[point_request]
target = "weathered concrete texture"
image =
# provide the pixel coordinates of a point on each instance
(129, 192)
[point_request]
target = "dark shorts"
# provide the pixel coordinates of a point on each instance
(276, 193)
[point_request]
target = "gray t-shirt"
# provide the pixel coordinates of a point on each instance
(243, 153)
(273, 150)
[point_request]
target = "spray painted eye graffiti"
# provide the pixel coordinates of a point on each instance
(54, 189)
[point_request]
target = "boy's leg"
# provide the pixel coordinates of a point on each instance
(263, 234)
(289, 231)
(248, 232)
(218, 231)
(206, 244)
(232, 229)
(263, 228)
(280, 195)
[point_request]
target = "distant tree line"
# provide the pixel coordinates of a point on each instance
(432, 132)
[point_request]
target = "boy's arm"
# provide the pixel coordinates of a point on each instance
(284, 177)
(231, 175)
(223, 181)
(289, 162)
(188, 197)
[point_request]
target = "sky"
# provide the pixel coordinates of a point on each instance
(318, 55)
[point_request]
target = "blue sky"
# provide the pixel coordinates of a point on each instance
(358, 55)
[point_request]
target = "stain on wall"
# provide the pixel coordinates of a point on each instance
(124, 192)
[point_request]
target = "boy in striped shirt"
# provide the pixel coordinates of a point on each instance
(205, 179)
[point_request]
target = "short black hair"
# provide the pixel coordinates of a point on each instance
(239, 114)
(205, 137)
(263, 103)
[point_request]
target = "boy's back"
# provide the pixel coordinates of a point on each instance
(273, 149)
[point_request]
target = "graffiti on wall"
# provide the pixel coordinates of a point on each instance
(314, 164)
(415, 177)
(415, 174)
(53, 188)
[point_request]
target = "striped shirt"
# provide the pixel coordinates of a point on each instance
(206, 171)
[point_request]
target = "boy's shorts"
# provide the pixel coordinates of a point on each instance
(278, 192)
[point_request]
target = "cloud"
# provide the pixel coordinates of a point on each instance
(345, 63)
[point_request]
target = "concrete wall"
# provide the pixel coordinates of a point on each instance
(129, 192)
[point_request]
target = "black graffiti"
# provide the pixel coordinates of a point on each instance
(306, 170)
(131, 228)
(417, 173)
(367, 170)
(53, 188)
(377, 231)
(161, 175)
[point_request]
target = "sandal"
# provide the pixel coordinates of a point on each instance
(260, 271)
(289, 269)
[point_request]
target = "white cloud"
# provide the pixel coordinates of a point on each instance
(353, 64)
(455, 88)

.....

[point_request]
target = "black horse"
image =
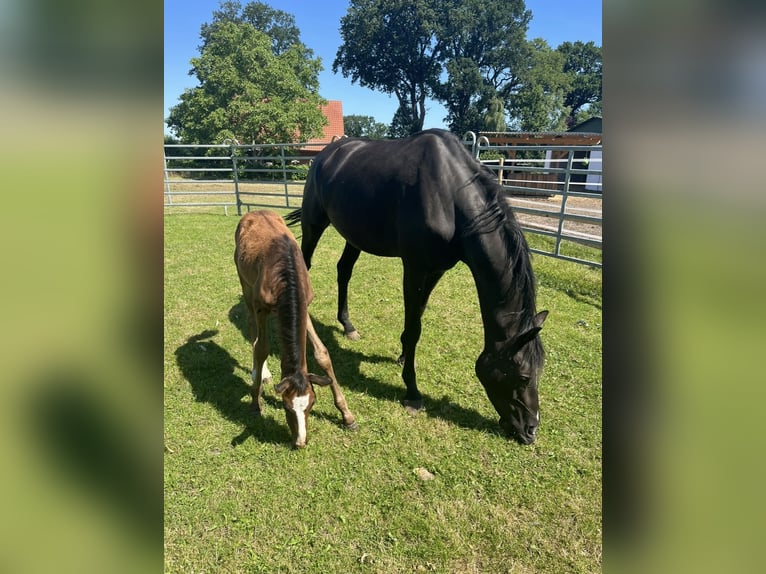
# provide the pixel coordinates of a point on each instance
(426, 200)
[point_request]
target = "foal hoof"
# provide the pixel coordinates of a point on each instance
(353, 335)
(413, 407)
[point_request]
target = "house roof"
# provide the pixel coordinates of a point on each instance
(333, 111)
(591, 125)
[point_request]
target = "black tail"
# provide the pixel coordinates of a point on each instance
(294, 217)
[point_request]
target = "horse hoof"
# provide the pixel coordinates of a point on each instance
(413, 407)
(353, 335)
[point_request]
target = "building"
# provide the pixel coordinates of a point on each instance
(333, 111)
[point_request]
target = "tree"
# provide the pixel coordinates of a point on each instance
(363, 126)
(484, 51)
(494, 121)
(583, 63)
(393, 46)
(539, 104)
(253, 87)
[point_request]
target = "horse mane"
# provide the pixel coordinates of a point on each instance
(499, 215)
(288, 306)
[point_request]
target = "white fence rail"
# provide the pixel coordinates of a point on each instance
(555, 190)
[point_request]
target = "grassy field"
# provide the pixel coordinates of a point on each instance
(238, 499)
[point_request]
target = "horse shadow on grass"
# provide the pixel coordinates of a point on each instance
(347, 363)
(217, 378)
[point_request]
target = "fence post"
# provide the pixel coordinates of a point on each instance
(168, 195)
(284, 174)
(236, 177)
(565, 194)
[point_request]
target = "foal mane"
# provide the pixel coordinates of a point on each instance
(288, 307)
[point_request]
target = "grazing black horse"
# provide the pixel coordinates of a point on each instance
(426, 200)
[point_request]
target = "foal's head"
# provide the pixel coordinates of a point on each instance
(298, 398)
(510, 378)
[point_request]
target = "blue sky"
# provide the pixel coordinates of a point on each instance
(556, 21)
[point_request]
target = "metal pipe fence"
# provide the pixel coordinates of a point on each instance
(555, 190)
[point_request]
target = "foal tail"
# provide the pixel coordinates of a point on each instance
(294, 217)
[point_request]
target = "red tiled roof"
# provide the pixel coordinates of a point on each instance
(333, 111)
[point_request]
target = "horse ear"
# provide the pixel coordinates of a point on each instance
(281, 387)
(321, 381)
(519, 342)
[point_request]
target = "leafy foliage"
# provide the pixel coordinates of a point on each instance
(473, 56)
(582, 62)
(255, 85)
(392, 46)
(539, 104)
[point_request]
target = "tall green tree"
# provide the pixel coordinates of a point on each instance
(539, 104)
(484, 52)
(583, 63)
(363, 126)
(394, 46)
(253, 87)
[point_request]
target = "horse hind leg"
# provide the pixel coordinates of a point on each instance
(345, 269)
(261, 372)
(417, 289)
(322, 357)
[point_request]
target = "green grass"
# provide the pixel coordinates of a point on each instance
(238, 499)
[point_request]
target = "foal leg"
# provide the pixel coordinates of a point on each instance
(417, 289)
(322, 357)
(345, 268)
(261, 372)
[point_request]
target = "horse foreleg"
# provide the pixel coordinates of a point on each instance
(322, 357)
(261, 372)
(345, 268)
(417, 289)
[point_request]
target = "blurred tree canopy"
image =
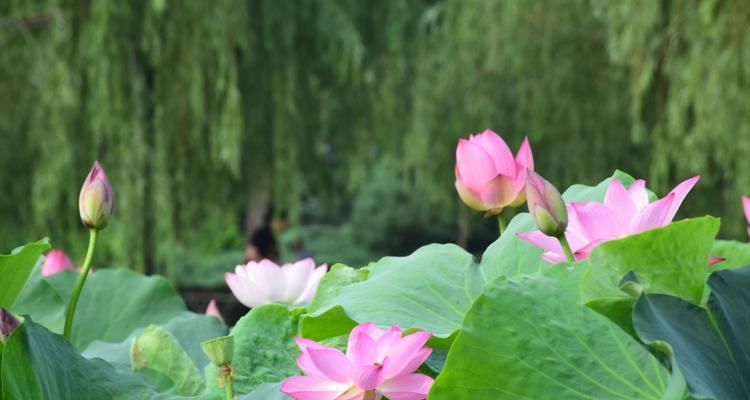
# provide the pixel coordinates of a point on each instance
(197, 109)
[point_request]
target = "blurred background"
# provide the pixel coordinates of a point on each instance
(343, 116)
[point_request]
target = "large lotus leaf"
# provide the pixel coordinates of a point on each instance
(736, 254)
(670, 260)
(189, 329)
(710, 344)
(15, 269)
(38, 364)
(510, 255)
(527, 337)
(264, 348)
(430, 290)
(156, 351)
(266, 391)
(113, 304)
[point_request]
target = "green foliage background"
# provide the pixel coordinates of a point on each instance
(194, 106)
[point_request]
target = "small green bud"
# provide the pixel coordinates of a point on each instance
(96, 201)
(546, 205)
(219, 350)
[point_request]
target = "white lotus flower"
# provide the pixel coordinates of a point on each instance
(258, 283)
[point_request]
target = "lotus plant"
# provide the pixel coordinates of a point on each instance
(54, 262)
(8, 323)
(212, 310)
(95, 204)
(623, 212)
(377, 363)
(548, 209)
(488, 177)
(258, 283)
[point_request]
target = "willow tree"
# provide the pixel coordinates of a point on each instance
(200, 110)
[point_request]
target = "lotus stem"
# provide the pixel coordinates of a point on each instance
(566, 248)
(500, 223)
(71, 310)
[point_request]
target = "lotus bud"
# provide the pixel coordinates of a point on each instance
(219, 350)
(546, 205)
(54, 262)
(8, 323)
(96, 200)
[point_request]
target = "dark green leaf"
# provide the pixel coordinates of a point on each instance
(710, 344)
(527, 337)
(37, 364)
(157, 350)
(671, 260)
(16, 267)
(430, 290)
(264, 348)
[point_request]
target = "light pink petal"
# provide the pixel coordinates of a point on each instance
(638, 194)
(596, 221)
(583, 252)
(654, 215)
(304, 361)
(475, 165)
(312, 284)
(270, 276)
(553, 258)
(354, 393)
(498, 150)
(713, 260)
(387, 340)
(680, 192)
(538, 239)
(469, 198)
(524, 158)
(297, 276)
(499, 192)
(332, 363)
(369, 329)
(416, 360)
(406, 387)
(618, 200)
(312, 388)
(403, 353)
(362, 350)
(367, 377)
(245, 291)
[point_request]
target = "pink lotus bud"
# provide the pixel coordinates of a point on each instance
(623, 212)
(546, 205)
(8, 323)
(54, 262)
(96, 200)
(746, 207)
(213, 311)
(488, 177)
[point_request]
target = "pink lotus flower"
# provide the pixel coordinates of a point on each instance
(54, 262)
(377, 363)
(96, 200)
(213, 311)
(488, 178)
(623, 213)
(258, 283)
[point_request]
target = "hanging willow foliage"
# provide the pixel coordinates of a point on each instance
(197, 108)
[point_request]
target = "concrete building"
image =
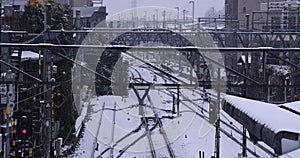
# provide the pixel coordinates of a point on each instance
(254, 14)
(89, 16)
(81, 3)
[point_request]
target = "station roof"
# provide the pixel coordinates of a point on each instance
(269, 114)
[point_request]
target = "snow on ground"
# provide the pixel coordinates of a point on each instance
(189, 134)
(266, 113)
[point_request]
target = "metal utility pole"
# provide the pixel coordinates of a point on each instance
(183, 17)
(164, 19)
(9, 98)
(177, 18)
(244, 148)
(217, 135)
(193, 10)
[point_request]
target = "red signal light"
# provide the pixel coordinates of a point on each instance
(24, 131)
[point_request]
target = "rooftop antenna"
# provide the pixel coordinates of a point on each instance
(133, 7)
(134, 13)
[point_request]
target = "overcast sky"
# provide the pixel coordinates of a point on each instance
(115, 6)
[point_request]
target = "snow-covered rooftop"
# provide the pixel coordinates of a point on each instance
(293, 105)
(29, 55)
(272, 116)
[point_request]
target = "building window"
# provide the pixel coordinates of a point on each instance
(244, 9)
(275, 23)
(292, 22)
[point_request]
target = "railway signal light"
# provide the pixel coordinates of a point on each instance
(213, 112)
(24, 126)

.....

• What needs to be done:
Count the lines in the records that contain the word "black", and reply with the number alone.

• In response:
5